# DIRECTIONS
Look through the records below for the line holding "x=592, y=10". Write it out exactly, with each following line through the line holding "x=557, y=313".

Stored data
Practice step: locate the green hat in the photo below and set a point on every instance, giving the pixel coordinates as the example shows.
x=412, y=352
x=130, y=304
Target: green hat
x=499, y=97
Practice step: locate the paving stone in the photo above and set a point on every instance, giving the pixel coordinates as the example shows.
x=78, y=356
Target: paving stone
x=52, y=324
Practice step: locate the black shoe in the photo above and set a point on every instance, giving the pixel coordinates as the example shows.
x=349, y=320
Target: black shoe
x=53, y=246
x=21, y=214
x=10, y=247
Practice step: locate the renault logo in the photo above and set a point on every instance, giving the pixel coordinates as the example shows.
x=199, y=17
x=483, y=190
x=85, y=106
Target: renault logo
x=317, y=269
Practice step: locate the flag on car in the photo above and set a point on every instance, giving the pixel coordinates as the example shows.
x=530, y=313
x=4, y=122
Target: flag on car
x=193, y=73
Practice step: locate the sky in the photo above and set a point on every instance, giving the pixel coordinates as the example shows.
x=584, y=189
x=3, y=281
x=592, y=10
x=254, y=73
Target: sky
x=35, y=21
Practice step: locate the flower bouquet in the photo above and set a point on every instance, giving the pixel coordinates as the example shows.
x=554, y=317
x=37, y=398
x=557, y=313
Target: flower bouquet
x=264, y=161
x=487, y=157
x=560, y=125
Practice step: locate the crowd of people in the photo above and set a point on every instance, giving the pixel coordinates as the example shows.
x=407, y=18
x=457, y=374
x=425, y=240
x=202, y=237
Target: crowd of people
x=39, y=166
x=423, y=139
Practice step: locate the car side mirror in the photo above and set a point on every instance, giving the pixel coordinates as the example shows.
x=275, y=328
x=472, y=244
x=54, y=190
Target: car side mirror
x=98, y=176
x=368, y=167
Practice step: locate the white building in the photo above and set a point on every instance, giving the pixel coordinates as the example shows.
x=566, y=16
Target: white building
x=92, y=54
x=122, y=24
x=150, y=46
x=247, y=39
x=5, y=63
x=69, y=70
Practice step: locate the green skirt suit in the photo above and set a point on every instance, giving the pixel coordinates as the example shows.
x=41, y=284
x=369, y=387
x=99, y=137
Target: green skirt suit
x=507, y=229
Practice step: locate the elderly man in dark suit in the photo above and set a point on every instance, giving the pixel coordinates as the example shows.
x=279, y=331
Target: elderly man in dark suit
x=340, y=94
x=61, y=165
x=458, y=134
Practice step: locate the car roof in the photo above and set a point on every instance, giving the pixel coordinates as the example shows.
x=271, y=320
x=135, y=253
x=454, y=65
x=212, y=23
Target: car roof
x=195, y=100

# ANSWER TO THIS TASK
x=592, y=10
x=254, y=73
Target: sky
x=35, y=21
Practice step: locate the flower bouquet in the photo above and set a point on every instance, giving the pixel coordinates as the example shows.
x=554, y=317
x=37, y=398
x=557, y=313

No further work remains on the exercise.